··· 抜粋テキスト ···

公開:2009 年  時間:153分  
製作国:イギリス

スタッフ 
監督:      デヴィッド・イェーツ
脚本:     スティーブ・クローブス
原作:        J・K・ローリング
  『ハリー・ポッターと謎のプリンス』
キャスト
ハリー・ポッター:ダニエル・ラドクリフ
ロン・ウィーズリー:ルパート・グリント
ハーマイオニー・グレンジャー:
            エマ・ワトソン
ダンブルドア校長: マイケル・ガンボン
セブルス・スネイプ:アラン・リックマン
スラグホーン:  ジム・ブロードベント
ドラコ・マルフォイ: トム・フェルトン
ジニー・ウィーズリー: ボニー・ライト
ニンファドーラ:    ナタリア・テナ
マクゴナガル:     マギー・スミス
ハグリッド:   ロビー・コルトレーン
ベラトリックス:ヘレナ・ボナム=カーター

勝手に評点:3.0
 (一見の価値はあり)

あらすじ

ヴォルデモートとの最終決戦が迫っていることを予感するダンブルドア校長は、ヴォルデモートの守りを解く手がかりを見つけようと、かつて学生時代のヴォルデモートを教えたこともあるホラス・スラグホーンを魔法薬学教授として学校に迎える。

ハリーはスラグホーンの授業で「半純血のプリンス」と署名された古い魔法薬学の教科書を手に入れるが、そこには魔法薬学以外にもさまざま魔法が記されていた。ハリーは次第にその教科書に夢中になる。

一気通貫レビュー(ネタバレあり)

「終わりの始まり」という訳ではないが、シリーズも6作目を迎え、いよいよ完結に向けての布石を打ってきた感がある。

全編に不穏な雰囲気が漂う。いつもならマグルの世界でバカ騒ぎしてからホグワーツ魔法魔術学校にやってくるハリー・ポッターが、今回はロンドンの地下鉄駅にダンブルドア校長が直々にお迎えに登場。

やはり、前作『ハリー・ポッターと不死鳥の騎士団』でのヴォルデモート復活シリウス・ブックの死が、本作でも尾を引いているのだろう。

··· 表示情報 ···

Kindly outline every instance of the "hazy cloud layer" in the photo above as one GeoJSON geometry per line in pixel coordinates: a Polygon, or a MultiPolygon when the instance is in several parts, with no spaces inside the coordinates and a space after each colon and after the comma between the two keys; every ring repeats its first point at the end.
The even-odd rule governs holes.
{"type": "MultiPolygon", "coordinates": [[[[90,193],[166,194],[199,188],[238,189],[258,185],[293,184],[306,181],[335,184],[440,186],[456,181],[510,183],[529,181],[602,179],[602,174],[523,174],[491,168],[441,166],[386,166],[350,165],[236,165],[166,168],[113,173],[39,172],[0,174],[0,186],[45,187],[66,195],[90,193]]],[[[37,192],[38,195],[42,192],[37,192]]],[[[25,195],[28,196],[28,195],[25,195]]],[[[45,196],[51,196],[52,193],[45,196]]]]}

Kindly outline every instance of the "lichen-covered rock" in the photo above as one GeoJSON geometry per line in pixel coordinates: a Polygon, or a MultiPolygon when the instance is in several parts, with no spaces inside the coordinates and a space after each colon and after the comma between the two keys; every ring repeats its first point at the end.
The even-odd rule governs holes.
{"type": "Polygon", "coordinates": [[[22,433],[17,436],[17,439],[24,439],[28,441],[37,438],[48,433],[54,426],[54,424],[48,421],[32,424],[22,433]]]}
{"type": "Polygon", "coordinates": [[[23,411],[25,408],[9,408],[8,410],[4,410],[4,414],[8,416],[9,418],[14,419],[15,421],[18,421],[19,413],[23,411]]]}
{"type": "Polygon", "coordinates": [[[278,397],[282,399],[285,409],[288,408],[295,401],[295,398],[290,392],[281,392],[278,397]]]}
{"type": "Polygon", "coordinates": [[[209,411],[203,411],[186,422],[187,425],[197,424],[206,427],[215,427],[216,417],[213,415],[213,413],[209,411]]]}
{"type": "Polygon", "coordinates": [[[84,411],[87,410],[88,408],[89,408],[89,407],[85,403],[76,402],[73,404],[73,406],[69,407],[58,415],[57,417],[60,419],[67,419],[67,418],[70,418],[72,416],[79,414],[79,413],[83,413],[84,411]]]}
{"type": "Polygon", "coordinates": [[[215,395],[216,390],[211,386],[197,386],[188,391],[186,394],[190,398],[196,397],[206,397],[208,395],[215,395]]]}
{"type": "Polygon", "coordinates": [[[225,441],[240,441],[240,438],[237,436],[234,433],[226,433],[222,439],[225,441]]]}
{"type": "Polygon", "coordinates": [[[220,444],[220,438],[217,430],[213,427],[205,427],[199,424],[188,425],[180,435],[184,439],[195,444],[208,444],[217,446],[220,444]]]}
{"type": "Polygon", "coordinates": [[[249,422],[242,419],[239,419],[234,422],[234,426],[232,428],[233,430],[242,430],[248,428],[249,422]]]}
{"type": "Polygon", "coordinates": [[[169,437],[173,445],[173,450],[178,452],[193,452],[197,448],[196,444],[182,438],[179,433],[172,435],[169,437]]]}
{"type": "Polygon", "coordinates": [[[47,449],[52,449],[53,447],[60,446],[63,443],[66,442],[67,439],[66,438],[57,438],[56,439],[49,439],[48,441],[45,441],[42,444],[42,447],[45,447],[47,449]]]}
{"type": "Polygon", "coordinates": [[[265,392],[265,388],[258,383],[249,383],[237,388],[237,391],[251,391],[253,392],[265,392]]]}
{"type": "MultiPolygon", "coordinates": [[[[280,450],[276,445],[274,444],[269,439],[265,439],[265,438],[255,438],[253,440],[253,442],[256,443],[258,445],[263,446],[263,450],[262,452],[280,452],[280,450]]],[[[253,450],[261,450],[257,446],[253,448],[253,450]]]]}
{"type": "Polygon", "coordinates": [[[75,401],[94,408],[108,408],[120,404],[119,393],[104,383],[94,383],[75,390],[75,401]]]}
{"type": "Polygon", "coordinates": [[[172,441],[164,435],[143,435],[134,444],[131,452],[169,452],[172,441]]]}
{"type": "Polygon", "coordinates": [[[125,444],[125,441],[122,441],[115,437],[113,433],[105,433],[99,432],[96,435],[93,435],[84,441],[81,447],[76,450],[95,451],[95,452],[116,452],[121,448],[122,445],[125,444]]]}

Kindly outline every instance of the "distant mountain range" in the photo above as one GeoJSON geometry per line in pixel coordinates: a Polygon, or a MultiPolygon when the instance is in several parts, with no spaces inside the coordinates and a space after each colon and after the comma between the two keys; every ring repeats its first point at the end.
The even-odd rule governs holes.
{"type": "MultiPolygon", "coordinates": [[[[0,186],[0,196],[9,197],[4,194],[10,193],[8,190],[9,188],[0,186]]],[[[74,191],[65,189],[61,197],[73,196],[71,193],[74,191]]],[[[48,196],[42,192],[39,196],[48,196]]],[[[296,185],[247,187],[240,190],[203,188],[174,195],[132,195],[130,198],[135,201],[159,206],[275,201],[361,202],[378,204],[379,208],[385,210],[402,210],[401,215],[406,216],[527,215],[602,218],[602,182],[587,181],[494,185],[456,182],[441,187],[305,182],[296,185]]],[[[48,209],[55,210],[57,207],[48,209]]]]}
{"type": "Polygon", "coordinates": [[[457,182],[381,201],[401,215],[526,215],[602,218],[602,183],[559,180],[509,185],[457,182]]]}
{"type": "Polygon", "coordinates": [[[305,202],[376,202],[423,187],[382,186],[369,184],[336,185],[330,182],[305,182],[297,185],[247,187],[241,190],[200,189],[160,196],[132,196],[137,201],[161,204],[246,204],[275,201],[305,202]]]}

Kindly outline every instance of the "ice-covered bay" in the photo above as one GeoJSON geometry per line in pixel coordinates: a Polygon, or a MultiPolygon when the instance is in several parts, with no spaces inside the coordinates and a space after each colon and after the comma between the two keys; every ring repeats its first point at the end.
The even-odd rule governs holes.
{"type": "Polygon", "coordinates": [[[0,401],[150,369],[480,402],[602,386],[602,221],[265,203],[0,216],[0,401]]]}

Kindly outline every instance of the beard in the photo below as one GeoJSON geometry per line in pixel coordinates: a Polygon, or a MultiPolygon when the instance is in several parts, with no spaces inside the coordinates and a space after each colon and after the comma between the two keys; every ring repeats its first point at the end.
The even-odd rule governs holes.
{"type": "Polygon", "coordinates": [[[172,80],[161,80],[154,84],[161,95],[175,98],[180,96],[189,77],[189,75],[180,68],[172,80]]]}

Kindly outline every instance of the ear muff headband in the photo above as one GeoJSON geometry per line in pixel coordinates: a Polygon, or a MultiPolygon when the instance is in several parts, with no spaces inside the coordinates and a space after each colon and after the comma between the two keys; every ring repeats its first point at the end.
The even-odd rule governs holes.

···

* 課題 1 *
抜粋テキストのうち、「ヴォルデモートとの最終決戦が」から「一気通貫レビュー(ネタバレあり)」までを両端も含めて、一字一句たがえずに書き写してください。
* 課題 2 *
抜粋テキストに基づき、次の問いに答えよ。
(a) この映画の監督は誰か。
(b) スラグホーンは何の教授として学校に迎えられるか。
(c) ハリーが手に入れた古い教科書には、何と署名されていたか。
答えの根拠は抜粋テキストだけとし、レコードは用いないこと。

* 解答全文 1 *
ヴォルデモートとの最終決戦が迫っていることを予感するダンブルドア校長は、ヴォルデモートの守りを解く手がかりを見つけようと、かつて学生時代のヴォルデモートを教えたこともあるホラス・スラグホーンを魔法薬学教授として学校に迎える。

ハリーはスラグホーンの授業で「半純血のプリンス」と署名された古い魔法薬学の教科書を手に入れるが、そこには魔法薬学以外にもさまざま魔法が記されていた。ハリーは次第にその教科書に夢中になる。

一気通貫レビュー(ネタバレあり)

* 解答全文 2 *
(a) デヴィッド・イェーツ
(b) 魔法薬学
(c) 「半純血のプリンス」